:: WHAT THE TASK REQUIRES ::
Retype the rows word for word, from the start of the rows up to and including the line with "(1109, 684)". Leave the pictures out of your answer.

╭─ MATERIAL PROVIDED

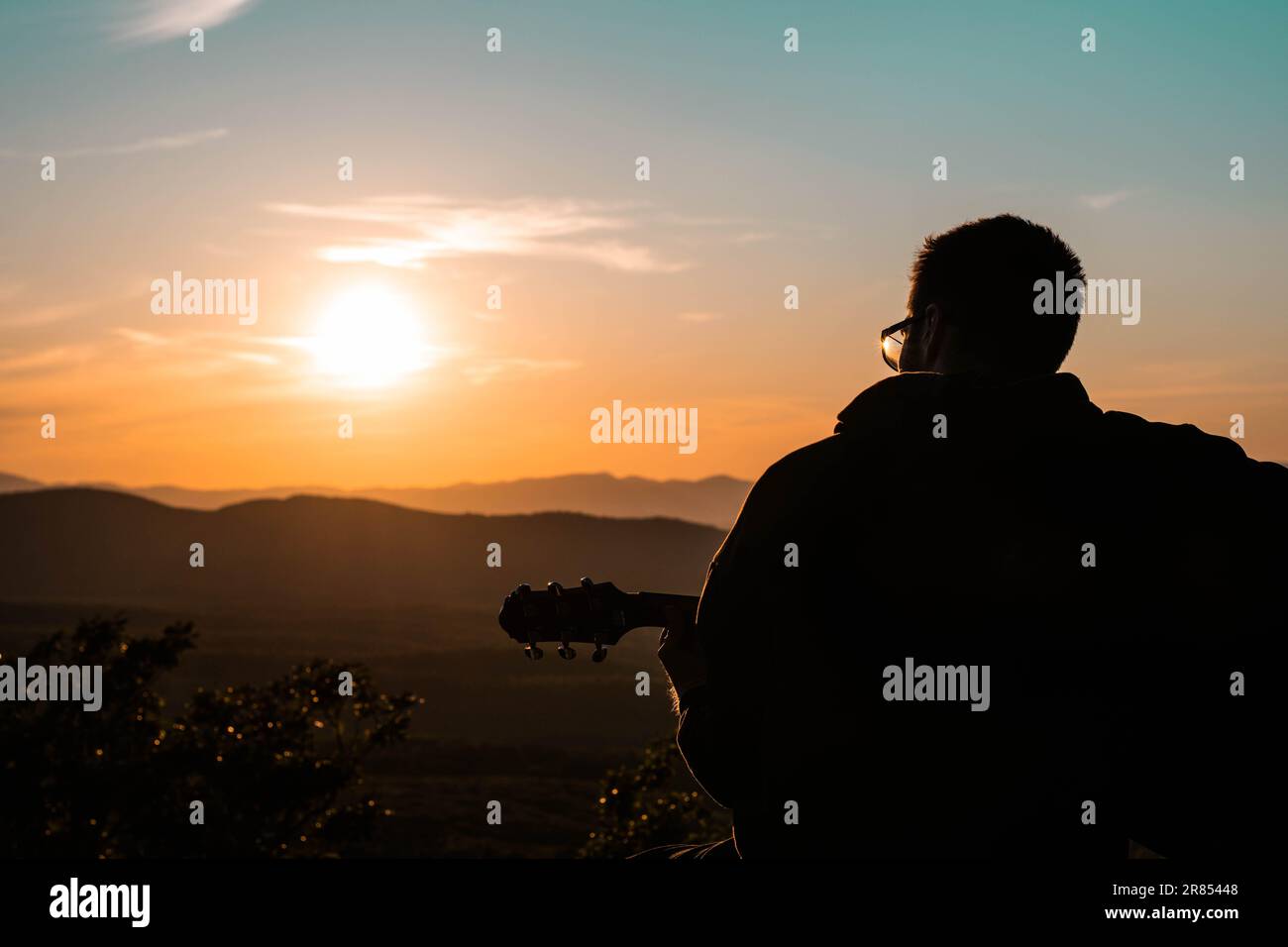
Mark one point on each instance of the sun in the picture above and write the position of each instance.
(369, 338)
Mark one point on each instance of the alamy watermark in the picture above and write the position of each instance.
(649, 425)
(1090, 298)
(915, 682)
(178, 296)
(75, 684)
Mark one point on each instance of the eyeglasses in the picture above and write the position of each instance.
(892, 342)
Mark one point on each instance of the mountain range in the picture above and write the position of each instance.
(713, 500)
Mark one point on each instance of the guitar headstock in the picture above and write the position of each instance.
(593, 613)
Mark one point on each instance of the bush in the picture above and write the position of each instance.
(277, 767)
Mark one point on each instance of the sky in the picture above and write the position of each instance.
(518, 169)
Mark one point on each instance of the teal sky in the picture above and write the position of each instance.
(768, 169)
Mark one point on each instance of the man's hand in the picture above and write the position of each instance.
(679, 652)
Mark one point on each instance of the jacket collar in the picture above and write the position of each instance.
(893, 402)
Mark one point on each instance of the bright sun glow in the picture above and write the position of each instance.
(369, 338)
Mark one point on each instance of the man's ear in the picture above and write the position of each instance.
(934, 328)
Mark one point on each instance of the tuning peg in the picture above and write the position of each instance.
(566, 651)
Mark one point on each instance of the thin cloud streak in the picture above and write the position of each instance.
(155, 21)
(160, 144)
(1104, 201)
(434, 227)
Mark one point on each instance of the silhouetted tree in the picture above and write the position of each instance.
(653, 801)
(275, 767)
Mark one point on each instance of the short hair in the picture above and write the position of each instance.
(983, 274)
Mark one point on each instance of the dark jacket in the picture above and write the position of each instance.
(1109, 684)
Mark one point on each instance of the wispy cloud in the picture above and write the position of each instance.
(489, 369)
(160, 144)
(424, 227)
(1104, 201)
(154, 21)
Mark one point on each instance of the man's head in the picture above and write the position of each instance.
(973, 300)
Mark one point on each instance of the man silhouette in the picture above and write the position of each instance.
(986, 616)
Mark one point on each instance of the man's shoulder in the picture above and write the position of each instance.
(1183, 444)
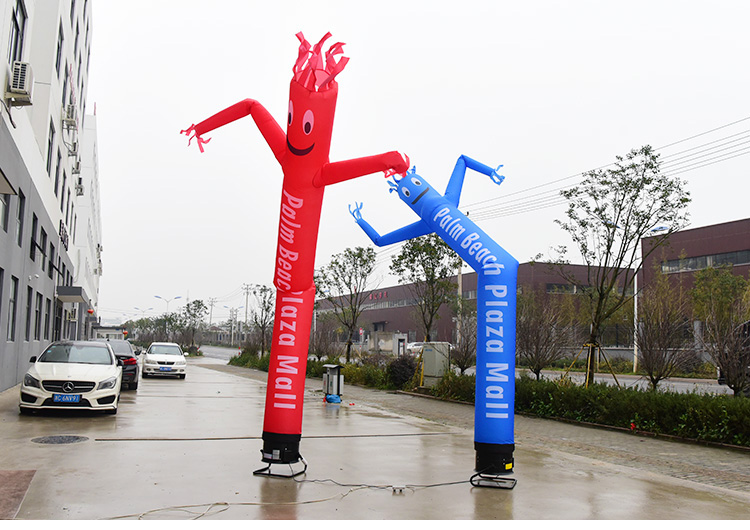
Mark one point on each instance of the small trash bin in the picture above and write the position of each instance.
(333, 380)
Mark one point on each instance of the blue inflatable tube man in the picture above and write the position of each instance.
(497, 273)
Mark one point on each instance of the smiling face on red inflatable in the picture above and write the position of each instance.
(310, 124)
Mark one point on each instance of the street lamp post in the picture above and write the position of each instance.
(167, 300)
(635, 298)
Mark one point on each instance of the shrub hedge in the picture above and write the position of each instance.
(704, 417)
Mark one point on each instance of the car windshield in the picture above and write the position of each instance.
(165, 349)
(121, 347)
(76, 353)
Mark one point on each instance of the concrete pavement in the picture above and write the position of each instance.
(184, 449)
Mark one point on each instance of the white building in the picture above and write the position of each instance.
(50, 228)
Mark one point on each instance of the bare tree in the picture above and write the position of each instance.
(344, 283)
(426, 264)
(609, 213)
(722, 301)
(543, 328)
(664, 344)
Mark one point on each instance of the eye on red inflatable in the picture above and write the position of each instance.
(303, 154)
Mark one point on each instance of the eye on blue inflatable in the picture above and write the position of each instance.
(497, 273)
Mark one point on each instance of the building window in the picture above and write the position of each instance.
(38, 317)
(17, 31)
(42, 246)
(47, 316)
(67, 210)
(65, 87)
(696, 263)
(19, 217)
(58, 59)
(50, 146)
(29, 296)
(75, 44)
(62, 192)
(57, 172)
(4, 209)
(51, 260)
(12, 308)
(34, 228)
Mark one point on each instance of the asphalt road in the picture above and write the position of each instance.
(703, 386)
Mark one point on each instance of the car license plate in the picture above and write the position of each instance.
(66, 398)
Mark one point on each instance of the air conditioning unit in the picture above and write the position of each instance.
(20, 84)
(70, 117)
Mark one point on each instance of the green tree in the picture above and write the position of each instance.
(608, 214)
(543, 328)
(344, 283)
(722, 301)
(426, 265)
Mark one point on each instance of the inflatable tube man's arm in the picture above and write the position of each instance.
(271, 131)
(334, 172)
(456, 182)
(420, 228)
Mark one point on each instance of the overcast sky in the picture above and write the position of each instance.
(549, 89)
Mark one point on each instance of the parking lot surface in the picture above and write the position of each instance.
(184, 449)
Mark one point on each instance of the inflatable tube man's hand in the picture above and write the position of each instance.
(356, 213)
(496, 177)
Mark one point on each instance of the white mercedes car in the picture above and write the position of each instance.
(68, 375)
(164, 358)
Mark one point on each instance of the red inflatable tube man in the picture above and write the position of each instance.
(303, 155)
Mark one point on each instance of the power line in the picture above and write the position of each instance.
(503, 207)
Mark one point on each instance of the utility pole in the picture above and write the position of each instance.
(211, 302)
(248, 289)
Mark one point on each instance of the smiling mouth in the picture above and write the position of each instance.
(420, 195)
(298, 152)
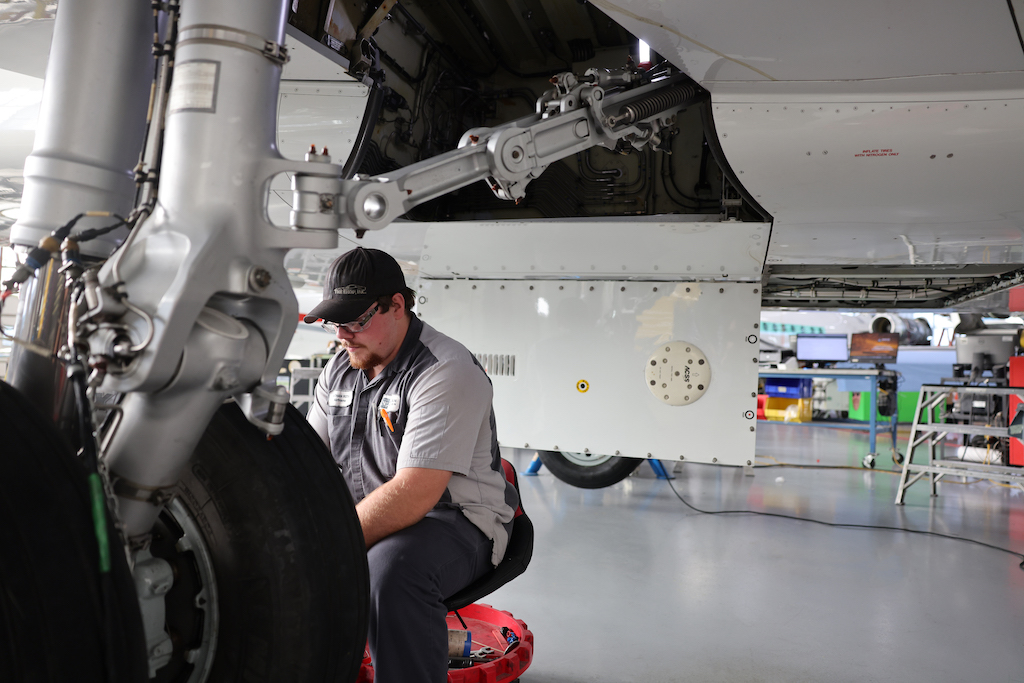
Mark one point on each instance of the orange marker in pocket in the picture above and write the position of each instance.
(387, 420)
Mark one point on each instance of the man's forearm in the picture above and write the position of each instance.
(400, 503)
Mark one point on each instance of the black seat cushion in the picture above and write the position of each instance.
(517, 556)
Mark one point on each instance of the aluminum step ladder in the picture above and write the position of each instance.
(930, 430)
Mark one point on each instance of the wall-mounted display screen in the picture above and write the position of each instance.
(873, 346)
(821, 348)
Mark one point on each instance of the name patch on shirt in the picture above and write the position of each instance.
(339, 398)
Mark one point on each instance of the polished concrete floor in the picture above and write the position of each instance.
(628, 584)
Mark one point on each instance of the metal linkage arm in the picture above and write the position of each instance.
(576, 116)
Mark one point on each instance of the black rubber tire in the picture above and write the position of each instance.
(51, 591)
(287, 550)
(595, 476)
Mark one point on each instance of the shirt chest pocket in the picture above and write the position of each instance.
(339, 403)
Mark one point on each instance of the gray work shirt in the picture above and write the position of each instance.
(437, 400)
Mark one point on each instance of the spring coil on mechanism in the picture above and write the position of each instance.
(648, 107)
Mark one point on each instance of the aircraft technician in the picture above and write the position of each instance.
(407, 414)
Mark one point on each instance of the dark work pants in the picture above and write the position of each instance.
(411, 573)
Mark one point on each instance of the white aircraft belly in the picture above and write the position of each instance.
(716, 40)
(898, 171)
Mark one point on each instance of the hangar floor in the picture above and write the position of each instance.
(627, 584)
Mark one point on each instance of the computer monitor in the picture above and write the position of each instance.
(873, 346)
(821, 348)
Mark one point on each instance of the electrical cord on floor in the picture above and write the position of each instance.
(842, 524)
(795, 466)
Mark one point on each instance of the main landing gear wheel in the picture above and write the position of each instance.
(270, 567)
(586, 470)
(60, 619)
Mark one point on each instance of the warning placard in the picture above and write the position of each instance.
(195, 87)
(877, 153)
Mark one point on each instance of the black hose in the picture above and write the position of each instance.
(374, 103)
(711, 134)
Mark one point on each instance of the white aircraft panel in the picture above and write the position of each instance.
(582, 349)
(751, 40)
(659, 247)
(930, 168)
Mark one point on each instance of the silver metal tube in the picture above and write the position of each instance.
(158, 432)
(91, 125)
(91, 120)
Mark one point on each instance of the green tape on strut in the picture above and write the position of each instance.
(99, 521)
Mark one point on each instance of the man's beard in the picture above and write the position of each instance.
(364, 364)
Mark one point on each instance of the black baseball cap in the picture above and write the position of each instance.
(354, 282)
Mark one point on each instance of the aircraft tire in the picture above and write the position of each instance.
(585, 472)
(52, 594)
(288, 557)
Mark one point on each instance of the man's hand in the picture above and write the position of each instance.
(401, 502)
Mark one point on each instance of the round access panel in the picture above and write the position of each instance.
(678, 373)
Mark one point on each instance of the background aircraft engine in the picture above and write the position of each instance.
(911, 331)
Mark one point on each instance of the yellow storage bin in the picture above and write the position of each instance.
(787, 410)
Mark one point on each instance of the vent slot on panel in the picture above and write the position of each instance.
(502, 365)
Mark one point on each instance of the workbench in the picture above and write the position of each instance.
(849, 373)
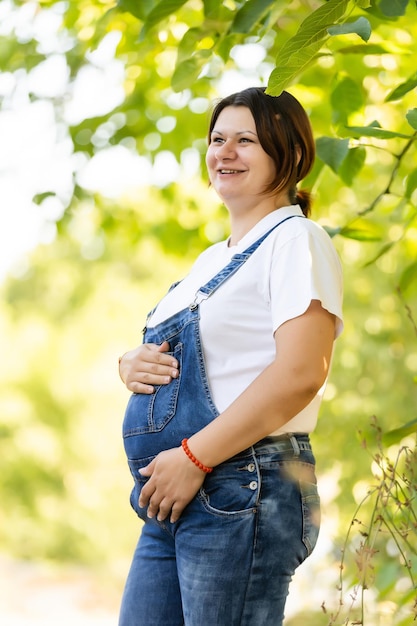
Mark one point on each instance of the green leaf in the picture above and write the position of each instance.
(40, 197)
(187, 72)
(411, 183)
(347, 96)
(188, 44)
(299, 51)
(369, 232)
(408, 277)
(386, 248)
(375, 131)
(332, 231)
(393, 8)
(394, 436)
(352, 164)
(332, 151)
(250, 14)
(138, 9)
(371, 48)
(412, 118)
(402, 89)
(211, 8)
(361, 27)
(163, 9)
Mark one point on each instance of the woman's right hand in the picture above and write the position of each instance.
(147, 365)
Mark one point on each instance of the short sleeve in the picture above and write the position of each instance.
(305, 267)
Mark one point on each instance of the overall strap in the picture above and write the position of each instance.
(232, 267)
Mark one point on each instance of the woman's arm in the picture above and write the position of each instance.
(281, 391)
(147, 365)
(303, 352)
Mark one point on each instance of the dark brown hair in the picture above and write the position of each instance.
(285, 134)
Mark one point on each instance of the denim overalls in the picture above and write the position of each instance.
(230, 557)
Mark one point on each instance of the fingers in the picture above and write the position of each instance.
(148, 365)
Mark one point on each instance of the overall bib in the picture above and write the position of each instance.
(230, 557)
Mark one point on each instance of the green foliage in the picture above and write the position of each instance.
(381, 552)
(81, 300)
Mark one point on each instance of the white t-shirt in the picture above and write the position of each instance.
(294, 265)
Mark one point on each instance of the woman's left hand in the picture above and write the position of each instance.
(173, 483)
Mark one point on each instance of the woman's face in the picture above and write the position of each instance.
(236, 162)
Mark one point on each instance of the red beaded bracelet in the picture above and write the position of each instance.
(204, 468)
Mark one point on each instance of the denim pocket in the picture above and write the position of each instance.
(150, 413)
(140, 481)
(231, 490)
(310, 501)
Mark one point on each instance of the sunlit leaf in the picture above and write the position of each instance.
(361, 233)
(138, 9)
(408, 277)
(189, 70)
(412, 118)
(384, 250)
(249, 15)
(298, 52)
(360, 27)
(411, 183)
(394, 436)
(40, 197)
(352, 164)
(402, 89)
(360, 49)
(375, 131)
(332, 151)
(393, 8)
(347, 96)
(163, 9)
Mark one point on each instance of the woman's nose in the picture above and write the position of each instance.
(225, 150)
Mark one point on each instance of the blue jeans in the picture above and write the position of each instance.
(229, 559)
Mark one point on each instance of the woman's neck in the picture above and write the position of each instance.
(242, 221)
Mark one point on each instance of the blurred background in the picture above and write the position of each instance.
(104, 203)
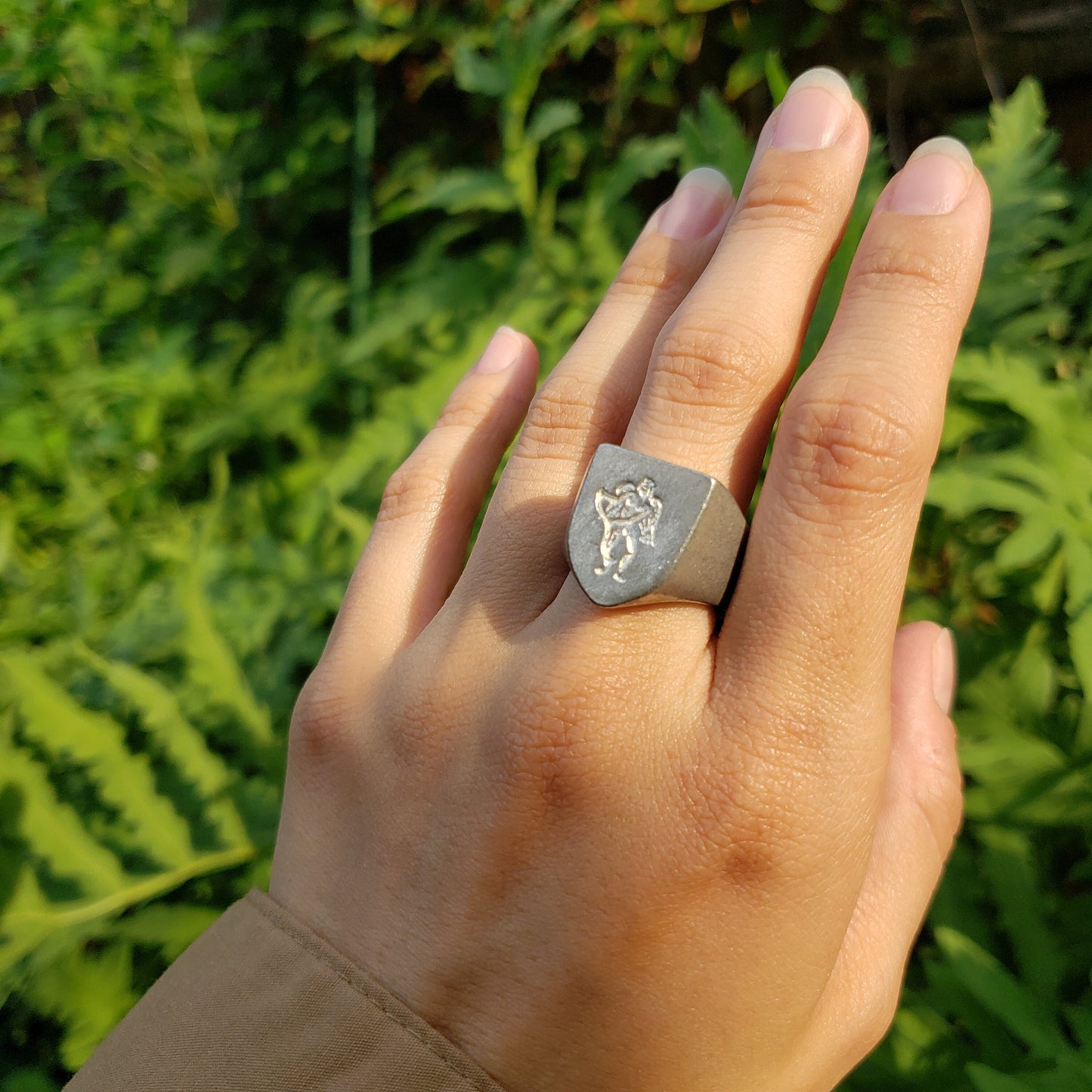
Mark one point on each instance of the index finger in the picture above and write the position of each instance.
(824, 571)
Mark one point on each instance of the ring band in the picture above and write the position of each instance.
(643, 530)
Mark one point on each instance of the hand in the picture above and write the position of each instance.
(628, 849)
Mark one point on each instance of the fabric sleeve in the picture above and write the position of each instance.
(259, 1001)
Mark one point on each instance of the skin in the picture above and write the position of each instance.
(628, 849)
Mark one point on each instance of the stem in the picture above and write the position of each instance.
(360, 215)
(988, 73)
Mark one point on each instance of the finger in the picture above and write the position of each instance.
(918, 818)
(822, 579)
(417, 547)
(721, 366)
(586, 401)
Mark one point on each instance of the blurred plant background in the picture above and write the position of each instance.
(246, 249)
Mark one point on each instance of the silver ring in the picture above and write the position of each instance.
(647, 531)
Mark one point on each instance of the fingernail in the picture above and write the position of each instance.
(944, 670)
(697, 206)
(503, 348)
(814, 113)
(935, 181)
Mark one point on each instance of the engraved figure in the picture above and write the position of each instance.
(630, 513)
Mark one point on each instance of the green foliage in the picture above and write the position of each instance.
(245, 252)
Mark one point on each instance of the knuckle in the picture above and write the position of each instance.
(753, 838)
(938, 792)
(415, 488)
(551, 753)
(907, 271)
(841, 448)
(561, 416)
(697, 363)
(654, 268)
(321, 719)
(784, 203)
(875, 1016)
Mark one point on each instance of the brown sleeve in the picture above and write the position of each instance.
(261, 1003)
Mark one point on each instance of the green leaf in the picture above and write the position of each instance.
(996, 988)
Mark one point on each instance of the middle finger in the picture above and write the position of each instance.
(722, 363)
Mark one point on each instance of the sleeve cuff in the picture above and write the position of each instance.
(260, 1001)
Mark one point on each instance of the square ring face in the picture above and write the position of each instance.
(631, 523)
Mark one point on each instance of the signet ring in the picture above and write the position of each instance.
(645, 531)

╰─

:: CORRECT RESULT ::
Mark one point on each instance of the sun in the picture above and write the position of each instance.
(369, 338)
Mark one point on each instance of the alamy watermark in the picture above and write the position of each instance.
(649, 425)
(1090, 298)
(915, 682)
(178, 296)
(75, 684)
Mark one point on each instance of the eyeglasses in the picture above and write the position of each instance.
(892, 342)
Mark one point on each instance of the mountain range in the picture above and write the position of each instance.
(713, 500)
Mark one point on each instance of the guitar headstock in the picture above and write the position of each instance.
(593, 613)
Mark one point on each instance of the bush in the picture above and write the position of each instance.
(277, 767)
Mark one point on each instance of the sky in the picture above and write the position of each instance.
(518, 169)
Mark one point on each instance of the teal sky in the picture above and write the position of each instance.
(768, 169)
Mark one point on each instance of the man's hand in the picture above and write the position of each instance.
(679, 652)
Mark one point on each instance of the jacket collar in the picture above and write the position of each instance.
(893, 402)
Mark one point on each instance of the bright sun glow in the picture above and write the position of each instance.
(369, 338)
Mark one point on each instance of the man's ear in the picture above and write the position of each instance.
(934, 328)
Mark one point on each instance of the tuning peg in the picture above and write the position of each instance.
(566, 651)
Mark one point on each instance of the thin cloud streak in the picture above and write the position of each instance.
(155, 21)
(160, 144)
(1104, 201)
(434, 227)
Mark one point on each instance of the silhouetted tree in the picture above and write the position of each instance.
(653, 801)
(275, 767)
Mark one point on each instance of the short hair in the picture above and write the position of each instance.
(983, 274)
Mark one point on each instance of the dark jacket in the picture above and write the position of each instance.
(1109, 684)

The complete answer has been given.